§ **Supplied material**
============

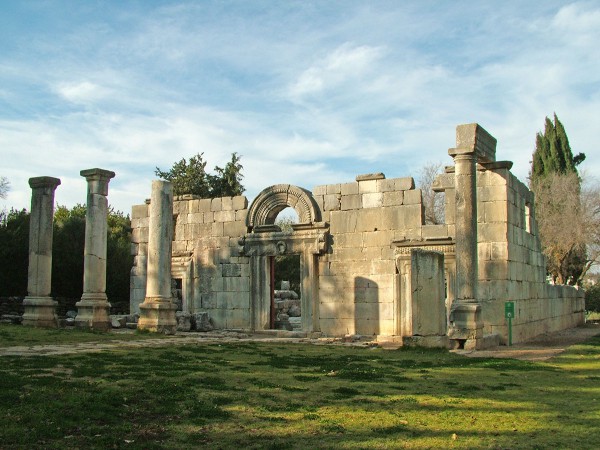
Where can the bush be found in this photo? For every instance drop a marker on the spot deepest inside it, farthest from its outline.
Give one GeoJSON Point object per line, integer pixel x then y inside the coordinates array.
{"type": "Point", "coordinates": [592, 299]}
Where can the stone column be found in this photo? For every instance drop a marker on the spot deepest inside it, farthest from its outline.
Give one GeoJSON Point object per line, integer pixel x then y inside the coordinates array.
{"type": "Point", "coordinates": [93, 310]}
{"type": "Point", "coordinates": [473, 144]}
{"type": "Point", "coordinates": [40, 309]}
{"type": "Point", "coordinates": [157, 312]}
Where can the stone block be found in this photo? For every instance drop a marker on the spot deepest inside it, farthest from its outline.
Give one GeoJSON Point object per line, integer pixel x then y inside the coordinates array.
{"type": "Point", "coordinates": [435, 231]}
{"type": "Point", "coordinates": [386, 185]}
{"type": "Point", "coordinates": [394, 198]}
{"type": "Point", "coordinates": [334, 189]}
{"type": "Point", "coordinates": [372, 200]}
{"type": "Point", "coordinates": [226, 203]}
{"type": "Point", "coordinates": [331, 202]}
{"type": "Point", "coordinates": [238, 284]}
{"type": "Point", "coordinates": [368, 186]}
{"type": "Point", "coordinates": [237, 228]}
{"type": "Point", "coordinates": [495, 211]}
{"type": "Point", "coordinates": [209, 300]}
{"type": "Point", "coordinates": [225, 216]}
{"type": "Point", "coordinates": [240, 202]}
{"type": "Point", "coordinates": [343, 221]}
{"type": "Point", "coordinates": [217, 229]}
{"type": "Point", "coordinates": [372, 219]}
{"type": "Point", "coordinates": [412, 197]}
{"type": "Point", "coordinates": [320, 190]}
{"type": "Point", "coordinates": [139, 235]}
{"type": "Point", "coordinates": [238, 318]}
{"type": "Point", "coordinates": [349, 188]}
{"type": "Point", "coordinates": [215, 204]}
{"type": "Point", "coordinates": [492, 232]}
{"type": "Point", "coordinates": [139, 211]}
{"type": "Point", "coordinates": [231, 270]}
{"type": "Point", "coordinates": [349, 202]}
{"type": "Point", "coordinates": [404, 184]}
{"type": "Point", "coordinates": [377, 239]}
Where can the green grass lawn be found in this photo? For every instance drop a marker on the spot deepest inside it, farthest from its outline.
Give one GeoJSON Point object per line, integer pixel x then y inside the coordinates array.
{"type": "Point", "coordinates": [17, 335]}
{"type": "Point", "coordinates": [260, 395]}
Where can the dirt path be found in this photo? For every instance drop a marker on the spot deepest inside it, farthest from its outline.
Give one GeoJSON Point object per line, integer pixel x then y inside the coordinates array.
{"type": "Point", "coordinates": [541, 348]}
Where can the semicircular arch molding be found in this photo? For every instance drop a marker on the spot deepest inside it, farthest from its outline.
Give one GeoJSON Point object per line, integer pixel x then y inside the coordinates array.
{"type": "Point", "coordinates": [274, 199]}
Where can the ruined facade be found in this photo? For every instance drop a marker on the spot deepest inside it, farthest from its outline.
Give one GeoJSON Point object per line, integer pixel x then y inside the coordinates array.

============

§ **What the exercise asks**
Turn every line of the rows above into a Markdown table with two columns: Index for the line's number and Entry for the line itself. Skip blank lines and leave the pictures out.

§ **Task answer**
| Index | Entry |
|---|---|
| 1 | Where can the bush be found in this photo? For every instance drop a marker on the spot deepest inside it, farthest from its outline. |
| 2 | Give one GeoJSON Point object per line, integer pixel x then y inside the coordinates array. |
| 3 | {"type": "Point", "coordinates": [592, 299]} |
| 4 | Where can the stone column be found in this photo? For every instance drop a marker on the spot deepest inside it, farthest from its outline. |
| 5 | Give one GeoJSON Point object per line, integer pixel x then y inside the coordinates array. |
| 6 | {"type": "Point", "coordinates": [93, 310]} |
| 7 | {"type": "Point", "coordinates": [473, 144]} |
| 8 | {"type": "Point", "coordinates": [40, 309]} |
| 9 | {"type": "Point", "coordinates": [157, 312]} |
| 10 | Where can the stone block be found in this photo? For every instance drop a marker on the spot deepest inside it, farthest from its outline. |
| 11 | Give one GeoJSON Point object per line, integer pixel x then y inside the coordinates array. |
| 12 | {"type": "Point", "coordinates": [435, 231]} |
| 13 | {"type": "Point", "coordinates": [386, 185]} |
| 14 | {"type": "Point", "coordinates": [394, 198]} |
| 15 | {"type": "Point", "coordinates": [334, 189]} |
| 16 | {"type": "Point", "coordinates": [372, 200]} |
| 17 | {"type": "Point", "coordinates": [226, 203]} |
| 18 | {"type": "Point", "coordinates": [331, 202]} |
| 19 | {"type": "Point", "coordinates": [238, 284]} |
| 20 | {"type": "Point", "coordinates": [368, 186]} |
| 21 | {"type": "Point", "coordinates": [237, 228]} |
| 22 | {"type": "Point", "coordinates": [495, 211]} |
| 23 | {"type": "Point", "coordinates": [209, 300]} |
| 24 | {"type": "Point", "coordinates": [225, 216]} |
| 25 | {"type": "Point", "coordinates": [240, 202]} |
| 26 | {"type": "Point", "coordinates": [343, 221]} |
| 27 | {"type": "Point", "coordinates": [217, 229]} |
| 28 | {"type": "Point", "coordinates": [372, 219]} |
| 29 | {"type": "Point", "coordinates": [412, 197]} |
| 30 | {"type": "Point", "coordinates": [320, 190]} |
| 31 | {"type": "Point", "coordinates": [139, 235]} |
| 32 | {"type": "Point", "coordinates": [238, 318]} |
| 33 | {"type": "Point", "coordinates": [349, 188]} |
| 34 | {"type": "Point", "coordinates": [215, 204]} |
| 35 | {"type": "Point", "coordinates": [492, 232]} |
| 36 | {"type": "Point", "coordinates": [139, 211]} |
| 37 | {"type": "Point", "coordinates": [231, 270]} |
| 38 | {"type": "Point", "coordinates": [349, 202]} |
| 39 | {"type": "Point", "coordinates": [404, 184]} |
| 40 | {"type": "Point", "coordinates": [377, 239]} |
| 41 | Where can the green grass lawn be found in this photo? For every instance drop a marker on the spot deepest inside it, farthest from its outline. |
| 42 | Give one GeoJSON Point object per line, integer pixel x then y inside the coordinates array. |
| 43 | {"type": "Point", "coordinates": [17, 335]} |
| 44 | {"type": "Point", "coordinates": [260, 395]} |
| 45 | Where can the dirt path be found in this photo? For every instance drop a marker on the spot deepest inside it, farthest from its outline. |
| 46 | Give one GeoJSON Point object per line, integer pixel x then y inside the coordinates array. |
| 47 | {"type": "Point", "coordinates": [541, 348]} |
| 48 | Where can the semicircular arch molding be found in this photo? For every instance drop a marker on the spot deepest inside it, farthest from its outline. |
| 49 | Give one GeoJSON Point object per line, integer pixel x then y inside the coordinates array. |
| 50 | {"type": "Point", "coordinates": [274, 199]} |
| 51 | Where can the ruined facade be found in this photo? For every instance drop a marker on the spot deepest inside it, farthest from its outline. |
| 52 | Give one GeoJSON Point object per line, integer pixel x then y inside the coordinates array. |